Please print the full listing exactly.

* EXTRACTED ENTRIES:
+--

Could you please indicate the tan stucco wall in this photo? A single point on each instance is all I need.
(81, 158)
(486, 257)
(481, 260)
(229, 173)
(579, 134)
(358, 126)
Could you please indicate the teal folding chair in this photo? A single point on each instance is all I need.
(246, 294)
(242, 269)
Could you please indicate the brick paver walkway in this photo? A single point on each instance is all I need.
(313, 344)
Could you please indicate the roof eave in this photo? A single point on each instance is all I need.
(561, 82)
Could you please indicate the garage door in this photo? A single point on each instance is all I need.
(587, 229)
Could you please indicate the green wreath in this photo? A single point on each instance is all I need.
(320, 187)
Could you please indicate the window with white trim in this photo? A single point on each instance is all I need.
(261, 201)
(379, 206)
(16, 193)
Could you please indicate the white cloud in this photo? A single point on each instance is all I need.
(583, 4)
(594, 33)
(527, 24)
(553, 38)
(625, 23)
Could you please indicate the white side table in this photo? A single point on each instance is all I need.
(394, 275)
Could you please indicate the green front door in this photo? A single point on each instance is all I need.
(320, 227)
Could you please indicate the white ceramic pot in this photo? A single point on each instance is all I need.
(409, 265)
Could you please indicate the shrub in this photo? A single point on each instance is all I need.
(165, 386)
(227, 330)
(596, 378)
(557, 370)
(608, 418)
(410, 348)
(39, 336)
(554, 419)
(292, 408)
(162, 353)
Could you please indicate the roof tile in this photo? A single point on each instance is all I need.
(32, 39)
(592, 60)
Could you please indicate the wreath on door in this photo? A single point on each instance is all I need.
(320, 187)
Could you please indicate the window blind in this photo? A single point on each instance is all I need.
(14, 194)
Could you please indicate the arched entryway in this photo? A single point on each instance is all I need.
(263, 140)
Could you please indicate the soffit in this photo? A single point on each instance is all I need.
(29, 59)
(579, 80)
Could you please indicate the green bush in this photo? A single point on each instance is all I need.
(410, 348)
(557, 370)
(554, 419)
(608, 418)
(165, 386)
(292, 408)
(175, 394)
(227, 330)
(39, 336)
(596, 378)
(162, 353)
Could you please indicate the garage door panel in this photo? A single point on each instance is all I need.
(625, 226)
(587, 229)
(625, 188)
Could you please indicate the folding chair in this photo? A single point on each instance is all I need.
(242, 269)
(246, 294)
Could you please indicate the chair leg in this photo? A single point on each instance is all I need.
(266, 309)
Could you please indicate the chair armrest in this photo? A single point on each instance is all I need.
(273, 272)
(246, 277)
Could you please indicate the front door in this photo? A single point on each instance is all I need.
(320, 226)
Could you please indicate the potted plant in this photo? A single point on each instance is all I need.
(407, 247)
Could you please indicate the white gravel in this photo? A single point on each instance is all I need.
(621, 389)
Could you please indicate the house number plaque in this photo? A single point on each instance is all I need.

+--

* EXERCISE SOLUTION:
Could you please indicate the tan stucco wall in this photo? A single point on each instance is all I need.
(81, 158)
(486, 257)
(481, 260)
(229, 173)
(579, 134)
(358, 126)
Could you please indicate the teal folding chair in this photo? A single point on each instance is all I need.
(246, 294)
(242, 269)
Could you please indicate the brick paver walkway in this photo? A single point on each instance is all I need.
(313, 344)
Could you please indicate the roof eave in this photo? A single point on each instance is all I need.
(561, 82)
Could you please indicate the garage door in this photo? A single point on each instance is all I need.
(587, 229)
Could you please indicate the green wreath in this photo? A single point on each instance is all I need.
(320, 187)
Could you please indicate the window with white trim in this photo? A single point on each instance is all I need.
(261, 201)
(379, 206)
(16, 193)
Could you please indicate the white cloud in this photo? A single point on each instance is all I need.
(583, 4)
(594, 33)
(527, 24)
(553, 38)
(625, 23)
Could you please indicate the white side table in this photo? A single point on each instance is all I need.
(394, 275)
Could you please indicate the green front door in this photo? A single point on each instance is all I need.
(320, 227)
Could you please indicate the white ceramic pot in this photo? A single point on each instance is all I need.
(409, 265)
Could you please indicate the shrub in this photo? A single point on each instance is all I need.
(165, 386)
(227, 330)
(596, 378)
(557, 370)
(608, 418)
(410, 348)
(39, 336)
(554, 419)
(292, 408)
(162, 353)
Could you please indicate the roof tile in this photo? A single point on each instance is all I need.
(32, 39)
(592, 60)
Could you please indicate the wreath on door in this photo? A single point on each instance is all I need.
(320, 187)
Could you please indicate the window blind in this photo? A single point on each instance is all I need.
(14, 194)
Could you please indicate the arched entryway in this photo? A single point on each instance is all I need.
(263, 140)
Could you please indicate the soffit in this photo? A single point on each instance is all I need.
(29, 59)
(579, 80)
Could you please indicate the green bush in this photo? A single point on each instance is all I need.
(410, 348)
(557, 370)
(554, 419)
(608, 418)
(165, 386)
(292, 408)
(175, 394)
(227, 330)
(39, 336)
(596, 378)
(162, 353)
Could you please indicate the garage door panel in this photo? A single point on each instance is all I need.
(625, 226)
(587, 229)
(625, 188)
Could you please indicate the folding chair in this photo? A single point on each instance is all I need.
(242, 269)
(246, 294)
Could you please indicate the chair leg in this photo? A single point on each instance is all I need.
(266, 309)
Could you please indicate the chair armrest in this photo? A single point on each instance is all I need.
(273, 272)
(246, 277)
Could you please indicate the front door in this photo? A single point on each instance is all I need.
(320, 226)
Could you please indicate the potted plant in this photo? A single point on each instance is all I need.
(407, 247)
Could you please indicate the white gravel in this photo? A single point on each instance is all I need.
(621, 389)
Could you please indicate the house number plaque in this photo? A single point on each instance is all I need.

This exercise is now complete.